───── Material provided ─────

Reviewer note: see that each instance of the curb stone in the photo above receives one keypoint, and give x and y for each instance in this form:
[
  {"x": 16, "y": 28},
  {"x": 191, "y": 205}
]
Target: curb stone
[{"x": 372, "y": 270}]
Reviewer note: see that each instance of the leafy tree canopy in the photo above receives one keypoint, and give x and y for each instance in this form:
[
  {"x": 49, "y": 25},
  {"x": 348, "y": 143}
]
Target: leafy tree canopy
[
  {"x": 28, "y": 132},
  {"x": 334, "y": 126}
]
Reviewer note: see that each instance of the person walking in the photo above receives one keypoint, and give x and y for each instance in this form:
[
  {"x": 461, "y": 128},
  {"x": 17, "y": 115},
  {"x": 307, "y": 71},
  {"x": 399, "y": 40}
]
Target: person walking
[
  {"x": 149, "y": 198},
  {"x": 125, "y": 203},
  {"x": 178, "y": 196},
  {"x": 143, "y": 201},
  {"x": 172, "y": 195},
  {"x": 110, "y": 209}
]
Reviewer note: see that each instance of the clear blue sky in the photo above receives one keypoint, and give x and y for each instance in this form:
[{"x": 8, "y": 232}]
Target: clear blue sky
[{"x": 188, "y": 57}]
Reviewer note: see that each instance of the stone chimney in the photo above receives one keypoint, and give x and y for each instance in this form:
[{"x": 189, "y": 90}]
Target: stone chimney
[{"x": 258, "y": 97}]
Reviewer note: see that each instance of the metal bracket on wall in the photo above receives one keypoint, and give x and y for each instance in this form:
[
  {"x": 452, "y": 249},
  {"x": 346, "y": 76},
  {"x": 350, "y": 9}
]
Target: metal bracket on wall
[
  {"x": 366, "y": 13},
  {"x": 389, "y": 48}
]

─────

■ **Exercise brief**
This exercise calls for the entries to be restated exactly.

■ **Exercise response**
Reviewer note: see that each instance of the curb stone in the photo above receives one keypoint, and give x and y for each instance in this form:
[
  {"x": 16, "y": 28},
  {"x": 191, "y": 205}
]
Target: curb stone
[{"x": 372, "y": 270}]
Reviewer note: see that each instance of the leafy tree canopy in the photo above receives one keypoint, and give x and y for each instance in this form:
[
  {"x": 49, "y": 25},
  {"x": 348, "y": 143}
]
Target: leafy tree canopy
[
  {"x": 28, "y": 132},
  {"x": 334, "y": 126}
]
Reviewer note: see that each instance of the person walking in the photo above receives one keypoint, and give x and y for each instance in this form:
[
  {"x": 461, "y": 128},
  {"x": 17, "y": 115},
  {"x": 307, "y": 71},
  {"x": 399, "y": 40}
]
Target: person walking
[
  {"x": 149, "y": 198},
  {"x": 125, "y": 203},
  {"x": 178, "y": 196},
  {"x": 143, "y": 201},
  {"x": 172, "y": 195},
  {"x": 110, "y": 209}
]
Reviewer note: see that each instance of the clear blue sky in the photo above receives one keypoint, and give x and y for each instance in this form:
[{"x": 8, "y": 232}]
Target: clear blue sky
[{"x": 188, "y": 57}]
Reviewer note: see that each instance of the stone chimney in the photo above receives one keypoint, and give x and y for each instance in this form:
[{"x": 189, "y": 90}]
Target: stone chimney
[{"x": 258, "y": 97}]
Reviewer note: see that each instance of the metal bracket on wall in the photo above receives one keypoint, and give x and y for each instance in this form:
[
  {"x": 452, "y": 249},
  {"x": 346, "y": 76},
  {"x": 350, "y": 9}
]
Target: metal bracket on wall
[
  {"x": 366, "y": 13},
  {"x": 389, "y": 48}
]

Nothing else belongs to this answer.